>> Start PROVIDED ENTRIES

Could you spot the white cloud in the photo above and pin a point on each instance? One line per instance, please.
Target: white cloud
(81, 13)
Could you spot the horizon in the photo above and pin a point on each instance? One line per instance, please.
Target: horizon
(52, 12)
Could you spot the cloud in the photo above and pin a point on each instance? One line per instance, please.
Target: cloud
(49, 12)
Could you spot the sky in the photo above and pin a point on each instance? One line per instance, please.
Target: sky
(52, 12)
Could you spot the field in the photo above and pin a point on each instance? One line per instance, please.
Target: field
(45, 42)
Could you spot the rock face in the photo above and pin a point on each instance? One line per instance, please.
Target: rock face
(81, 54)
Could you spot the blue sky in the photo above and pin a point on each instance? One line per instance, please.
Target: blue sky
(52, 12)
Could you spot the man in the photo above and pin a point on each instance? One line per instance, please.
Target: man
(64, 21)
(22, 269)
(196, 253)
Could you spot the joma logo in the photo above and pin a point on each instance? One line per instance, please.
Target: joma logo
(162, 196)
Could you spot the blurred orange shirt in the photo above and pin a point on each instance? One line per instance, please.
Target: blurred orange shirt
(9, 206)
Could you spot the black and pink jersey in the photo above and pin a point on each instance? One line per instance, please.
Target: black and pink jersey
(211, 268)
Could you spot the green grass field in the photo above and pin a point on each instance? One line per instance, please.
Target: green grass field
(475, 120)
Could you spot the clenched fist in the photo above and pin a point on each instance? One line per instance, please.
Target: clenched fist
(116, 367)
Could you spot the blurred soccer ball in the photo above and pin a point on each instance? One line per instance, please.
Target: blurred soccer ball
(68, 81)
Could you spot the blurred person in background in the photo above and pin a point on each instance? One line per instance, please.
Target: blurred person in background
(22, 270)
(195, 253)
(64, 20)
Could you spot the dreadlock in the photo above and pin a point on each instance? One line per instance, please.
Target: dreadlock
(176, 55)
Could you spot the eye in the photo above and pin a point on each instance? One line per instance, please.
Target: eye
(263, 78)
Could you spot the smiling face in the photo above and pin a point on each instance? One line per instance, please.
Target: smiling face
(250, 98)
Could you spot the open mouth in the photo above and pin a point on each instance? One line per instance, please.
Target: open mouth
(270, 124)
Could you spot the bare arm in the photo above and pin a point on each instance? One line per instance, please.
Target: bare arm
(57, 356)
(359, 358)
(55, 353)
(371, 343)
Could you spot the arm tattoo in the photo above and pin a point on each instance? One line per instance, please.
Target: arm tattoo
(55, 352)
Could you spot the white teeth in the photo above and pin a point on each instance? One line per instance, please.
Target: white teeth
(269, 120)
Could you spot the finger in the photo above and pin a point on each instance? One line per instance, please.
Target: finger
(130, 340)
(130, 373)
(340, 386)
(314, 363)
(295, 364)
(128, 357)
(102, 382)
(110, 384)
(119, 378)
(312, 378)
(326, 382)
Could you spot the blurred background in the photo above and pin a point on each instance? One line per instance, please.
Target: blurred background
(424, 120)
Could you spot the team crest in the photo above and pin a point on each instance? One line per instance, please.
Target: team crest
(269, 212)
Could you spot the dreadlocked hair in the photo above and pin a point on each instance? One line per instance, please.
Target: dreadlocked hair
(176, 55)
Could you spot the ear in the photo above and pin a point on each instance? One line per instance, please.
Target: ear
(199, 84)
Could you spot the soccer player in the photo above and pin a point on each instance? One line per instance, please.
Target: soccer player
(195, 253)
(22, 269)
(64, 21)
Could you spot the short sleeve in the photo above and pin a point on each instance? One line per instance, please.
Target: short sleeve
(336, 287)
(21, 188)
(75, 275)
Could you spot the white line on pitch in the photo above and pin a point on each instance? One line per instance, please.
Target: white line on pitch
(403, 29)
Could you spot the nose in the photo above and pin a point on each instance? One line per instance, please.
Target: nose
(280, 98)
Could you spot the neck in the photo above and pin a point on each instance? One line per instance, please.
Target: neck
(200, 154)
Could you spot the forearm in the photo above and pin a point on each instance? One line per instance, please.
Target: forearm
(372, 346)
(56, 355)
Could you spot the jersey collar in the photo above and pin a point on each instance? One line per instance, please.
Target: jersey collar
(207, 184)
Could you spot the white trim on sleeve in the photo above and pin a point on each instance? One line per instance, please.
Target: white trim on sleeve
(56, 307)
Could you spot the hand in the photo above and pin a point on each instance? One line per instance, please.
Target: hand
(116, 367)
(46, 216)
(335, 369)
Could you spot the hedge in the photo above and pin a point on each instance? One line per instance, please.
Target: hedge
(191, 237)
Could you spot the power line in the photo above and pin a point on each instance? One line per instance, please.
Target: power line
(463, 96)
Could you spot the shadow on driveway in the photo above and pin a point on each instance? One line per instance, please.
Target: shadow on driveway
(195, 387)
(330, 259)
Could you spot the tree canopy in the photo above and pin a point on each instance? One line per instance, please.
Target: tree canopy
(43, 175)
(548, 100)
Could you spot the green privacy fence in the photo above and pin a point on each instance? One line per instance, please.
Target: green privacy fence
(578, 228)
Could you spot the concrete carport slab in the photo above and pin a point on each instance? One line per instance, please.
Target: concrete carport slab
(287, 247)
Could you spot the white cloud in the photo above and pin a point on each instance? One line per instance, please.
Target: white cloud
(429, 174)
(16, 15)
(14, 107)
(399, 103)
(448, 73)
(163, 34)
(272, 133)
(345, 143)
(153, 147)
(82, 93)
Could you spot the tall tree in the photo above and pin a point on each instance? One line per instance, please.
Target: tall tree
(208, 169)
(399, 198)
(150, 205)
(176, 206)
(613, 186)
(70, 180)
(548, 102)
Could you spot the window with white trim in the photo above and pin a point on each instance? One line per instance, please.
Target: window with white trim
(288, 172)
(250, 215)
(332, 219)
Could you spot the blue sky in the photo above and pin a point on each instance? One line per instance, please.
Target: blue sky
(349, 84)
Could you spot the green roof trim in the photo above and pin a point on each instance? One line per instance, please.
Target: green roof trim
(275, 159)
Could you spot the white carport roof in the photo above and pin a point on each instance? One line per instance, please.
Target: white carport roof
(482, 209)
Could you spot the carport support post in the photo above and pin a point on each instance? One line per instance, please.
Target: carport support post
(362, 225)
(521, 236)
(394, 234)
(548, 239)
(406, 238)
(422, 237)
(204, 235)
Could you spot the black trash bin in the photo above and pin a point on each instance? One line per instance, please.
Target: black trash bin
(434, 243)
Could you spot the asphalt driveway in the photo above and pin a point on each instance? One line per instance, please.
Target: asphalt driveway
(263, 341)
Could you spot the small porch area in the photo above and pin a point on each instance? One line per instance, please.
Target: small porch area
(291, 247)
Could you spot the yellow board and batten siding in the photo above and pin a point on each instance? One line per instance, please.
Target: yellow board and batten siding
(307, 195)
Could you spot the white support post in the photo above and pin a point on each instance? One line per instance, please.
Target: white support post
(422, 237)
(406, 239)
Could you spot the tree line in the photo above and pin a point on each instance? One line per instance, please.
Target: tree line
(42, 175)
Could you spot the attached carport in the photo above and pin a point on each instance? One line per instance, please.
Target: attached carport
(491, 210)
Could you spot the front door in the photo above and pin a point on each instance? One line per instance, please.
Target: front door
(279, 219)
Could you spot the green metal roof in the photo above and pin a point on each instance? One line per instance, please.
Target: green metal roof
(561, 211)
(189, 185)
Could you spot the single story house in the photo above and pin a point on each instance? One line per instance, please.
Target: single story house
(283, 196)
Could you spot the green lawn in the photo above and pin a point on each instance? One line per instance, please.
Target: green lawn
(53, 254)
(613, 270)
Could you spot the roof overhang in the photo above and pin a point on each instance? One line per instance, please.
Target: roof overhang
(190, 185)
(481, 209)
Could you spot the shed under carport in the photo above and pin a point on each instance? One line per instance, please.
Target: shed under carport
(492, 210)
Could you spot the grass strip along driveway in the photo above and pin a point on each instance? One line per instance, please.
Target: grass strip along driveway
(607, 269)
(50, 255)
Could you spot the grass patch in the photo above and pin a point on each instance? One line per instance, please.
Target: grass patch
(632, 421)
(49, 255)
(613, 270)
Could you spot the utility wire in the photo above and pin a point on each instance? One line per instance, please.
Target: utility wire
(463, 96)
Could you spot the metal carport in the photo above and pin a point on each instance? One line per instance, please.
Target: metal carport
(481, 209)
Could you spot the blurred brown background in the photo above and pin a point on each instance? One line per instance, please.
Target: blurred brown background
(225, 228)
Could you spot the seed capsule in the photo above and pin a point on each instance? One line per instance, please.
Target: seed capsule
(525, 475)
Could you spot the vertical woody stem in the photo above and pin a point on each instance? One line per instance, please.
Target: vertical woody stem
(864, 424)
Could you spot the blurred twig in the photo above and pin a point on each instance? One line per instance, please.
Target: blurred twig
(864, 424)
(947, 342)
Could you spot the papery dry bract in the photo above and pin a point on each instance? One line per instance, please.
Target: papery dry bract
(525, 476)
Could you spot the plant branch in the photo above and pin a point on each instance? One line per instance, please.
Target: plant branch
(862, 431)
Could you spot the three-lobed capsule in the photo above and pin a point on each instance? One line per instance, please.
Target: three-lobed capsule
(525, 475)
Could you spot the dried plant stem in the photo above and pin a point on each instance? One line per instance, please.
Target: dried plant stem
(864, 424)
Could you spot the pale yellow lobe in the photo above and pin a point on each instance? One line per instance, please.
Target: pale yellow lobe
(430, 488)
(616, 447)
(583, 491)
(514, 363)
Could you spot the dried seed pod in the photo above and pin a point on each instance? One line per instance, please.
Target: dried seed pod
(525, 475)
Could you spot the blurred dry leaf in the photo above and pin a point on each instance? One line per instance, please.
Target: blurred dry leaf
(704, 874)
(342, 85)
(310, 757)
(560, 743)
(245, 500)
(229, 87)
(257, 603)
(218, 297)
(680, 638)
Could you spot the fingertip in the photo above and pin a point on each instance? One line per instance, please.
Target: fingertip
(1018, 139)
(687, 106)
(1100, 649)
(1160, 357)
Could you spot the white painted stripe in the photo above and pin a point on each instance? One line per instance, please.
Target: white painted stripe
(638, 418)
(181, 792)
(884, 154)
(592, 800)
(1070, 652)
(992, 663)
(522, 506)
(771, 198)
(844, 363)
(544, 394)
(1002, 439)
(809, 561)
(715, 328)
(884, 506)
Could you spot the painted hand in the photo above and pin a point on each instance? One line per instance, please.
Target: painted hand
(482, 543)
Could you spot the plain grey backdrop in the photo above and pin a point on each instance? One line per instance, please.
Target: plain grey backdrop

>> End PROVIDED ENTRIES

WHAT TO DO:
Locate "Could you spot the dried plant" in the data above. Then repeat, exactly, its line and each line after it through the last, adding nothing.

WRITTEN SOLUTION:
Could you spot the dried plant stem in the photo above and pin a point on each instance? One line per instance, please.
Target: dried plant stem
(864, 424)
Could you spot the pale yellow lobe in the photo above and pin a point on each instance? One line per instance, please.
Target: pale yellow lobe
(430, 488)
(616, 447)
(583, 491)
(514, 363)
Could you spot the dried seed pod in the photo above and pin a point on each instance? One line per instance, please.
Target: dried seed pod
(525, 475)
Could you spot the blurred dry leaf in the photo above and pin a point on each instance? One line per instance, please.
Target: blurred dry leaf
(704, 874)
(342, 85)
(310, 757)
(560, 743)
(245, 500)
(229, 87)
(257, 603)
(218, 297)
(680, 638)
Could you spot the fingertip in the photo above and pin a point on each instance? One line per instance, please.
Target: fingertip
(1018, 139)
(687, 106)
(1100, 649)
(1160, 357)
Could you spot the white painted stripe in the photo above and pin a point on each instance? One line per instance, please.
Target: white painted stripe
(638, 418)
(181, 792)
(884, 154)
(592, 800)
(1070, 652)
(992, 663)
(522, 506)
(771, 198)
(844, 363)
(544, 394)
(1002, 439)
(809, 561)
(715, 328)
(884, 506)
Could you spot the painted hand in the photo above and pin a point on each instance? One line per instance, please.
Target: painted hand
(482, 543)
Could you spot the plain grey backdrop in the photo above and pin a point on each instance? One line per instance, please.
Target: plain grey backdrop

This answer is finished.